> TO BE DONE
Can you convert the items starting at the line containing "is the curved" and ending at the line containing "351,52 -> 434,118", both lines included, into a JSON list of strings with one string per line and any blank lines left out?

> RECORDED INFORMATION
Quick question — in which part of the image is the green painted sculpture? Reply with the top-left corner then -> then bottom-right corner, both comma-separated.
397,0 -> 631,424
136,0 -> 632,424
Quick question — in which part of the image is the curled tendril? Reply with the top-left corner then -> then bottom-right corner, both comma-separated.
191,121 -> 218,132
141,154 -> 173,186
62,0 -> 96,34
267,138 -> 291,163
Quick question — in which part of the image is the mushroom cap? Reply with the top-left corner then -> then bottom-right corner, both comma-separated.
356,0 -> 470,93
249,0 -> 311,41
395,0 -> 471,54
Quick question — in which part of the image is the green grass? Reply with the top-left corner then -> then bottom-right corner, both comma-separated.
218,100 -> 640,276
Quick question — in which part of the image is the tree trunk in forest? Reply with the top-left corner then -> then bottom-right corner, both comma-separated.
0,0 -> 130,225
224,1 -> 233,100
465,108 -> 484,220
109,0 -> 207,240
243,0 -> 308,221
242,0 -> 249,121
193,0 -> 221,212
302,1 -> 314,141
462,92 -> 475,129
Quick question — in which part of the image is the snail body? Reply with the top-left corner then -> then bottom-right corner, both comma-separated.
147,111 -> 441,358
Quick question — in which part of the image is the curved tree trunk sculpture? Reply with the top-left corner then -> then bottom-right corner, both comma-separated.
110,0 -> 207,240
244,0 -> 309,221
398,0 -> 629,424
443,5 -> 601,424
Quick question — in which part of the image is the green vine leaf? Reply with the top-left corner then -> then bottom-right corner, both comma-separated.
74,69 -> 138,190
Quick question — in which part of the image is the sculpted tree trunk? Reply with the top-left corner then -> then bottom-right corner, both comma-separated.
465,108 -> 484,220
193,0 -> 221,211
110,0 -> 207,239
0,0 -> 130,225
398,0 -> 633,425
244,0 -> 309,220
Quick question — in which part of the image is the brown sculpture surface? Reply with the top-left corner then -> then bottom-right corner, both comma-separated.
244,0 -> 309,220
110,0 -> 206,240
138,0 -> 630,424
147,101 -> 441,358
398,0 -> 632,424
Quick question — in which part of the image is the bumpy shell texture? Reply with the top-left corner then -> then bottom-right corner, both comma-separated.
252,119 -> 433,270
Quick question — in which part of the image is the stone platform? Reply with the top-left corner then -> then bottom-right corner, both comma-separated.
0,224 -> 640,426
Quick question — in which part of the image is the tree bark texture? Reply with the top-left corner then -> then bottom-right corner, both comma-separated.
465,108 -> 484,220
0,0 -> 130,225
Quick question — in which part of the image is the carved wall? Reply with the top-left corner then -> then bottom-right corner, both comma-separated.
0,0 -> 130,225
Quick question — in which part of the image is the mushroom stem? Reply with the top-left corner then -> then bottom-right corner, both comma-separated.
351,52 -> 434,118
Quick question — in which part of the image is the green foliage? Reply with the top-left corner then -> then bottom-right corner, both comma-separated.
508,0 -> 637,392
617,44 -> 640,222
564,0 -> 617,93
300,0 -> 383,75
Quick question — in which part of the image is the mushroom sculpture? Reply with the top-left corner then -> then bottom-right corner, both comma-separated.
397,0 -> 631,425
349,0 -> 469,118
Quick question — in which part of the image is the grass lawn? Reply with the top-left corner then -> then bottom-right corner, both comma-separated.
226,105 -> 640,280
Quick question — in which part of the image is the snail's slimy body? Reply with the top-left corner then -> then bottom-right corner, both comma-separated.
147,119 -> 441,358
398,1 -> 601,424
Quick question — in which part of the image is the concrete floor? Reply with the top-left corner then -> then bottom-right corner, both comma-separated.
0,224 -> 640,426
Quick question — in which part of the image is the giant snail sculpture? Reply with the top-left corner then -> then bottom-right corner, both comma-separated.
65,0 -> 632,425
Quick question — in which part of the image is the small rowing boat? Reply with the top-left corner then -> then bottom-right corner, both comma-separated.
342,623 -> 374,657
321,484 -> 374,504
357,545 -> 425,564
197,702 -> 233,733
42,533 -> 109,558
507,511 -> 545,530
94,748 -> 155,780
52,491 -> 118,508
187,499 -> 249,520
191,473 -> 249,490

--

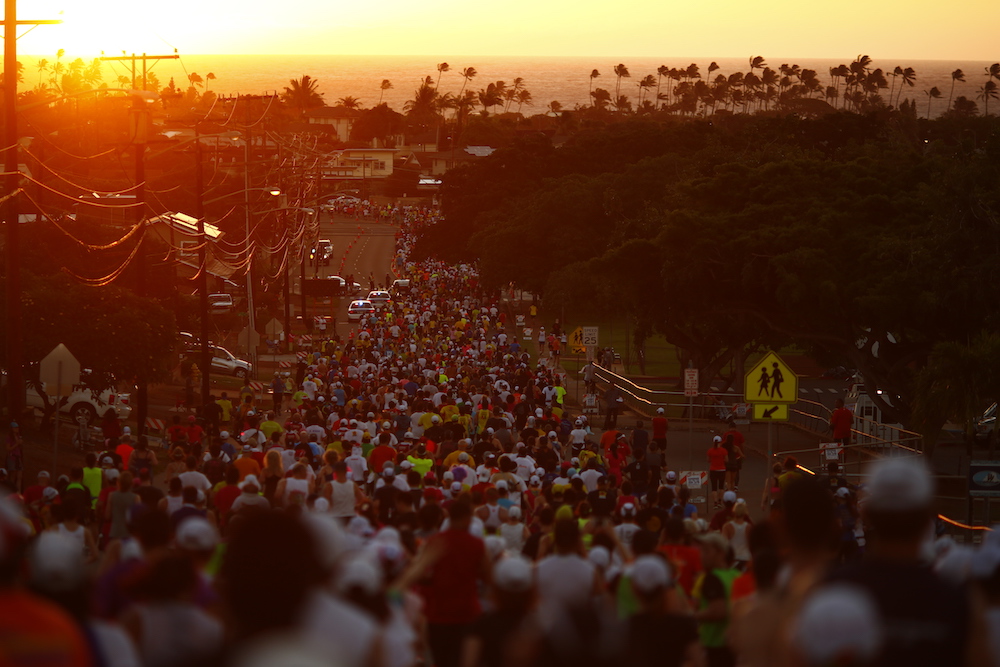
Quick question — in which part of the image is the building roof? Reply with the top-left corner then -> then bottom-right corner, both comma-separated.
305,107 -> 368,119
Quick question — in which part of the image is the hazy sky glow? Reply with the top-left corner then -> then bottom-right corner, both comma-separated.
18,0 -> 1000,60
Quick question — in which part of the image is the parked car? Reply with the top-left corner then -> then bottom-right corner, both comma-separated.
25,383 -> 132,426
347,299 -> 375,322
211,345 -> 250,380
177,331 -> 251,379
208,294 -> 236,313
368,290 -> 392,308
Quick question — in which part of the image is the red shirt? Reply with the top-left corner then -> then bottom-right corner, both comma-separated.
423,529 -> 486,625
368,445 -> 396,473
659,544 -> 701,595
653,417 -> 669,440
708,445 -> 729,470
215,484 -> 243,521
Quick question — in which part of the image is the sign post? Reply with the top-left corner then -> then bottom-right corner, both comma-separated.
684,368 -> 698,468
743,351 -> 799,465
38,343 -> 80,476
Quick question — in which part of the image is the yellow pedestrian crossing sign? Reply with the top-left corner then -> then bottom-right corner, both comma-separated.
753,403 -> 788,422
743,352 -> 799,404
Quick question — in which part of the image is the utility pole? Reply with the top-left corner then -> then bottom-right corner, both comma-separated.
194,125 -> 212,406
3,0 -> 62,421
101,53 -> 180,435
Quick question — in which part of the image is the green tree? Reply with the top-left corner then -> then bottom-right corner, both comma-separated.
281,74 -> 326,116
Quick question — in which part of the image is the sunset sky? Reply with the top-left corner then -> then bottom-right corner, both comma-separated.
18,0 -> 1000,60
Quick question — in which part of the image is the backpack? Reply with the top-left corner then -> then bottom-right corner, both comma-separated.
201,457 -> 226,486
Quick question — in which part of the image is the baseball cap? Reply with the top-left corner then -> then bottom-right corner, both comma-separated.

> ANSWER TO THE TASK
[
  "Quick question — in which part of the image is the curved tree trunk sculpture? Reply with the top-left corner then -> then bottom-right corner, both comma-separated.",
  "110,0 -> 207,240",
  "244,0 -> 309,221",
  "398,0 -> 629,424",
  "443,5 -> 601,424",
  "Quick question — in which part of the image is the green vine leaf? Reply with the top-left corner then -> then bottom-right corner, both comma-separated.",
  "74,69 -> 138,190",
  "Quick question — in which part of the image is the sculpted tree trunk? Reply with the top-left corner then -> then bottom-right corner, both comma-separated.",
  "465,108 -> 484,220",
  "193,0 -> 221,211",
  "110,0 -> 207,239",
  "0,0 -> 130,225",
  "398,0 -> 633,425",
  "244,0 -> 309,220",
  "Quick question — in which part of the image is the brown sculpture surface? Reply with the top-left corner then -> then bottom-right corner, both comma-separated.",
  "244,0 -> 309,220",
  "110,0 -> 206,240",
  "138,0 -> 630,424",
  "147,101 -> 441,358",
  "398,0 -> 632,424",
  "Quick question — in which part of the image is the bumpy shell texture? Reply with the top-left corner then -> then bottom-right corner, both comma-separated.",
  "252,119 -> 433,270",
  "Quick question — in which part of the image is the stone platform? Reply with the top-left corner then -> then bottom-right corner, both comma-separated.",
  "0,224 -> 640,426",
  "Quick question — in which part of the image is the tree bark texture? Reply with the top-left corner then -> then bottom-right corner, both comma-separated.",
  "465,108 -> 484,220",
  "0,0 -> 130,225",
  "Quick question — in which part of the image is the carved wall? Reply with the top-left corner then -> then bottom-right corner, both comma-separated.",
  "0,0 -> 130,225",
  "Quick question — in which part of the image is the mushroom stem? Reply with the top-left corner then -> then bottom-right corner, both comma-separated.",
  "351,52 -> 434,118"
]